Every line below should be duplicated exactly.

Point localization data
----------------

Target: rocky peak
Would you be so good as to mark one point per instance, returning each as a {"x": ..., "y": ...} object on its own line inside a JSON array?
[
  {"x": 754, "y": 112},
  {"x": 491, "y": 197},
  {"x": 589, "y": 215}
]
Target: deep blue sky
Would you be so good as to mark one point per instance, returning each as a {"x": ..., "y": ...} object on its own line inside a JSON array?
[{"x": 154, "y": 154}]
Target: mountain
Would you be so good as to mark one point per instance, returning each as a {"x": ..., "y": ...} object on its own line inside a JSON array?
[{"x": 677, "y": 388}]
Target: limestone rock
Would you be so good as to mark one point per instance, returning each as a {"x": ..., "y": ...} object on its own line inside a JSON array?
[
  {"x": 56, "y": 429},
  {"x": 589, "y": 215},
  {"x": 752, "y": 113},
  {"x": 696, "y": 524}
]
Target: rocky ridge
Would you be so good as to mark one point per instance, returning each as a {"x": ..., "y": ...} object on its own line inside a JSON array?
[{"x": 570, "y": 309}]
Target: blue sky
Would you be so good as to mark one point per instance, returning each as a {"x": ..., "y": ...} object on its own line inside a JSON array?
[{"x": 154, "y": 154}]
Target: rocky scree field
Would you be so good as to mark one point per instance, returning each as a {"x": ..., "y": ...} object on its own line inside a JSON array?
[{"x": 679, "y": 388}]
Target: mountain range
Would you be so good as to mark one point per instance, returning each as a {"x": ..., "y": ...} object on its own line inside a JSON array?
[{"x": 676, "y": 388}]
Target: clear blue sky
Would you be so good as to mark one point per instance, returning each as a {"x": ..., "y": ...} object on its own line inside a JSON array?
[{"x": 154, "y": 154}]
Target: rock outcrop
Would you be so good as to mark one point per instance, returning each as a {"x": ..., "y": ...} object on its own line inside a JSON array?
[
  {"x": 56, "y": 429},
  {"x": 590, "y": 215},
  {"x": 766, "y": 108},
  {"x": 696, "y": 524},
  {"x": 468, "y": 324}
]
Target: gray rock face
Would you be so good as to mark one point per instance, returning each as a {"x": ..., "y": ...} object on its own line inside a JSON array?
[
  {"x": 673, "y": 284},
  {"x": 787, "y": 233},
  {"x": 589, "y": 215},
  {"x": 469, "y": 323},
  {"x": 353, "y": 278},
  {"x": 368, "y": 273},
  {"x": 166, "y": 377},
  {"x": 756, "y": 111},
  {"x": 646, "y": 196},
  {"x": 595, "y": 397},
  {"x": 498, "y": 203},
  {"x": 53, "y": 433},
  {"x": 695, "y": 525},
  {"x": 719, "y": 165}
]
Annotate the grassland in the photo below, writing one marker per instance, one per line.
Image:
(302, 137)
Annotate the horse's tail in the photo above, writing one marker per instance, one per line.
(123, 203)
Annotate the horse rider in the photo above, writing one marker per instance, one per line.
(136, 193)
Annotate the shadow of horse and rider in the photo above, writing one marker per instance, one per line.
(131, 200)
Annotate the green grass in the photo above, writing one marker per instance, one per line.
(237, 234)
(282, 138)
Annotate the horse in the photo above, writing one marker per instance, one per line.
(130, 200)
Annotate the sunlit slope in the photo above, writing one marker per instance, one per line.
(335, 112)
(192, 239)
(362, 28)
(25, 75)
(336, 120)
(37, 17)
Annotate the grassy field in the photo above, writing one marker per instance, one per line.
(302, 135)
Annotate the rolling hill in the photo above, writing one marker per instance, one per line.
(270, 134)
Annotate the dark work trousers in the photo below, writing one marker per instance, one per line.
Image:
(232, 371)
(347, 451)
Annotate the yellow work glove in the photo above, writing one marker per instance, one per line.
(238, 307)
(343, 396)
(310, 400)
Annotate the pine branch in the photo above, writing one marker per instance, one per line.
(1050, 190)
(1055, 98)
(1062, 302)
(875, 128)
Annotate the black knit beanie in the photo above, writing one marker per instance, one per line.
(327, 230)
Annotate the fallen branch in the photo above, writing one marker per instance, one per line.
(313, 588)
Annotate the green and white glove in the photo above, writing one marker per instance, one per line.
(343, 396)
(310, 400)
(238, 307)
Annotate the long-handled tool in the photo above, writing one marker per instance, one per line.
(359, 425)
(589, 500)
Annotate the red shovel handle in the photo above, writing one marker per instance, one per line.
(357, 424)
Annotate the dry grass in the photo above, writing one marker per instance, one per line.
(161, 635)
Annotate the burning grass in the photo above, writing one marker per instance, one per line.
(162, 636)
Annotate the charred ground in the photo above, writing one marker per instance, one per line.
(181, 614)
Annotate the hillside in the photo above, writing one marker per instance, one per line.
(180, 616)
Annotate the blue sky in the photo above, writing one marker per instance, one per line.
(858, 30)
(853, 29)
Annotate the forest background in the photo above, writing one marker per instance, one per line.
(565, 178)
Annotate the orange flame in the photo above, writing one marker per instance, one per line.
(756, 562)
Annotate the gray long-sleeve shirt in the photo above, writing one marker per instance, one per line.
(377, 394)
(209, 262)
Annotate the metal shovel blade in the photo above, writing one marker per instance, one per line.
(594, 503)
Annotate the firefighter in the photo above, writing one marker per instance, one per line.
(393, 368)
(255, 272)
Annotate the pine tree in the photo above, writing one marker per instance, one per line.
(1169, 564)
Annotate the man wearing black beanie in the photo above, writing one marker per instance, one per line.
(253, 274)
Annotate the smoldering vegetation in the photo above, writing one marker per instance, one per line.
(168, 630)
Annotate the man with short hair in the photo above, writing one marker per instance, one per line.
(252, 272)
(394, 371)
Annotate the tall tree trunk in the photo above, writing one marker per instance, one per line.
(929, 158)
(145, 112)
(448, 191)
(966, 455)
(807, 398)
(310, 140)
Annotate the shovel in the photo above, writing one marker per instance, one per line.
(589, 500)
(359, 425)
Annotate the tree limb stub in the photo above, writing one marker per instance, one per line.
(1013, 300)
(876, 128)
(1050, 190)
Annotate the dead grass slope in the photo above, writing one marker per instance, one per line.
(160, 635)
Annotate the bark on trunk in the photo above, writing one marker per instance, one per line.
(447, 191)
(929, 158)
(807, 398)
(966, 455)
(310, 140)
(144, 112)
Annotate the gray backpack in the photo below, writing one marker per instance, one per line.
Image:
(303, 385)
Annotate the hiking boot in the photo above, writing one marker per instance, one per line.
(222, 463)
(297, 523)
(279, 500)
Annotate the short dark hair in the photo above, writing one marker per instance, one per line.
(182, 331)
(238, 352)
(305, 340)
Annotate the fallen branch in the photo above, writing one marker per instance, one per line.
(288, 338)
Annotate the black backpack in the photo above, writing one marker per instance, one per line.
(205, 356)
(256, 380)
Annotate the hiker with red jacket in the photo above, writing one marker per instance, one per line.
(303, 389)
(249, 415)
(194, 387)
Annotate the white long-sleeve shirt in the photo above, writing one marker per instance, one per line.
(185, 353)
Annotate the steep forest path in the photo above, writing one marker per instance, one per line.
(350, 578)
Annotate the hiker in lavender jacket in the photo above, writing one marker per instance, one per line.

----------------

▶ [Result for this exercise]
Target: rocky peak
Would you be so good as to mark one point per instance, returning each as a {"x": ..., "y": ...} object on its own line inside a JSON array?
[
  {"x": 754, "y": 112},
  {"x": 491, "y": 197},
  {"x": 589, "y": 215}
]
Target: deep blue sky
Would you be so good as to mark one point per instance, returning each as a {"x": ..., "y": ...} object on its own line inside a JSON array?
[{"x": 154, "y": 154}]
Target: mountain
Would you be so good as to mark one point per instance, returning each as a {"x": ..., "y": ...} object on its own line inside a JSON array?
[{"x": 677, "y": 388}]
Target: limestone rock
Would you be so good as to mark one point per instance, returning each as a {"x": ..., "y": ...} object on its own line inside a JSON array?
[
  {"x": 56, "y": 429},
  {"x": 589, "y": 215},
  {"x": 752, "y": 113},
  {"x": 696, "y": 524}
]
Target: rocky ridge
Would you be so good as to mark one point per instance, returning each as a {"x": ..., "y": ...} object on its own line inside a JSON array?
[{"x": 570, "y": 309}]
Target: blue sky
Would you be so good as to mark one point per instance, returning each as a {"x": ..., "y": ...} object on its own line inside a JSON array?
[{"x": 154, "y": 154}]
Target: rocky scree field
Would you be so good as to mark one point per instance, returning each as a {"x": ..., "y": ...} object on its own line inside a JSON array?
[{"x": 679, "y": 388}]
Target: mountain range
Would you be so good as to mark one point per instance, returning each as a {"x": ..., "y": ...} object on its own line inside a JSON array?
[{"x": 676, "y": 388}]
Target: clear blue sky
Would you be so good as to mark one point per instance, returning each as a {"x": ..., "y": ...} object on its own line inside a JSON array?
[{"x": 154, "y": 154}]
Target: rock outcrop
Would you be so good as to mark one point per instance, returning each as a {"x": ..., "y": ...} object on its own line inside a JSON array?
[
  {"x": 56, "y": 429},
  {"x": 590, "y": 215},
  {"x": 766, "y": 108},
  {"x": 696, "y": 524},
  {"x": 468, "y": 324}
]
Target: gray rock face
Would you be so good as to mark one point per instance, returning each as a {"x": ..., "y": ...} object on its own line inside a JSON array?
[
  {"x": 673, "y": 284},
  {"x": 787, "y": 233},
  {"x": 589, "y": 215},
  {"x": 469, "y": 323},
  {"x": 353, "y": 278},
  {"x": 368, "y": 273},
  {"x": 166, "y": 377},
  {"x": 756, "y": 111},
  {"x": 646, "y": 196},
  {"x": 595, "y": 397},
  {"x": 498, "y": 203},
  {"x": 53, "y": 433},
  {"x": 695, "y": 525},
  {"x": 719, "y": 165}
]
Annotate the grassland in the photo below, writing one marker per instance, one per line.
Image:
(302, 137)
Annotate the horse's tail in the photo above, writing one marker per instance, one per line.
(123, 203)
Annotate the horse rider in the photo above, writing one marker per instance, one per line.
(136, 193)
Annotate the shadow of horse and rider in the photo above, writing one marker per instance, one per line.
(131, 200)
Annotate the green grass in the photo above, writing one marker per instance, one per line.
(237, 234)
(282, 138)
Annotate the horse in the photo above, writing one marker per instance, one per line.
(130, 200)
Annotate the sunlit slope in the photo above, writing one marker per instance, one per line.
(335, 112)
(192, 239)
(362, 28)
(25, 75)
(336, 120)
(37, 17)
Annotate the grassy field in the photo above, writing one marker per instance, one per line.
(302, 135)
Annotate the rolling hill in the photo above, writing one marker per instance, one per line.
(270, 134)
Annotate the dark work trousers in the photo below, writing one marker per instance, one per line.
Image:
(232, 371)
(347, 451)
Annotate the yellow work glove in the photo above, writing one marker per instance, one per line.
(238, 307)
(343, 396)
(310, 400)
Annotate the pine branch in the photo above, writing one marker per instance, one per line.
(1050, 190)
(1055, 98)
(1062, 302)
(875, 128)
Annotate the black knit beanie in the photo above, writing one marker per instance, one per line.
(327, 230)
Annotate the fallen branch in the photo above, writing one marker per instance, one per line.
(313, 588)
Annotate the green and white glove in the photo above, writing one marker per instance, one per line.
(343, 396)
(310, 400)
(238, 307)
Annotate the long-handled tool in the photo above, writing one marker per instance, one per line.
(359, 425)
(589, 500)
Annotate the red shovel handle in the photo above, writing one marker per instance, one per line.
(357, 424)
Annotate the dry grass in the photo above, writing one marker per instance, one per line.
(161, 635)
Annotate the burning grass in the photo above, writing one marker per instance, one per line.
(162, 636)
Annotate the charred ground in the photo above, writing one marker per instance, one per line.
(181, 614)
Annotate the hillside in the photo above, writing one marker per instance, one per line.
(180, 616)
Annotate the blue sky in the photo above, writing one marker per instance, one per line.
(858, 30)
(853, 29)
Annotate the forest background in the photo above, writing one marker per instance, one per line.
(565, 178)
Annotate the orange flame in the photo above, writing one marker per instance, one per line.
(756, 562)
Annotate the gray long-sleeve shirt in the photo above, writing one marker per instance, one per line.
(377, 394)
(209, 262)
Annotate the metal shovel blade in the photo above, writing one marker per instance, one per line.
(594, 503)
Annotate the firefighter in the photo above, writing one marker per instance, one per line.
(393, 368)
(255, 272)
Annotate the pine tree in the photo above, writing one marker per instance, one per line.
(1169, 564)
Annotate the man wearing black beanie in the photo above, writing one marker per instance, one per line.
(253, 274)
Annotate the smoldering vegetation in the photo above, writing one marker per instance, one per line.
(168, 630)
Annotate the man with short hair in the photo above, writing one marker per instance, one per line.
(252, 272)
(394, 371)
Annotate the tall tree trunk in the photo above, writing one marker per instance, one per line.
(929, 158)
(145, 112)
(448, 191)
(966, 455)
(807, 398)
(310, 140)
Annotate the shovel in the photo above, writing one marker per instance, one per line.
(589, 500)
(359, 425)
Annotate the tree limb stub in the photo above, writing one marker per instance, one per line.
(1013, 300)
(876, 128)
(1050, 190)
Annotate the dead grass slope in the photo above, writing one marker per instance, one per line.
(160, 635)
Annotate the bark on trunk in the photo above, writing one marker per instance, one per line.
(447, 191)
(929, 158)
(807, 398)
(966, 455)
(310, 140)
(144, 112)
Annotate the gray backpack in the photo below, writing one marker per instance, one per line.
Image:
(303, 385)
Annotate the hiking boot in the photo above, writing one marker per instance, one per line.
(222, 463)
(297, 523)
(279, 500)
Annotate the short dark hair in the photo above, writing one marker per instance, one per line.
(182, 331)
(238, 352)
(305, 340)
Annotate the fallen branch in the photo above, writing one marker per instance, one per line.
(288, 338)
Annotate the black backpack in the photo above, writing one marker per instance, one per line.
(205, 356)
(256, 380)
Annotate the hiker with red jacket in the photo above, writing one marker per instance, one per line.
(303, 389)
(249, 415)
(194, 387)
Annotate the white long-sleeve shirt in the photo above, writing one marker per instance, one per line.
(185, 353)
Annotate the steep forest path in the photo above, writing one marker per instance, one per line.
(350, 578)
Annotate the hiker in lavender jacket in the photo above, writing one marker per instance, one per line.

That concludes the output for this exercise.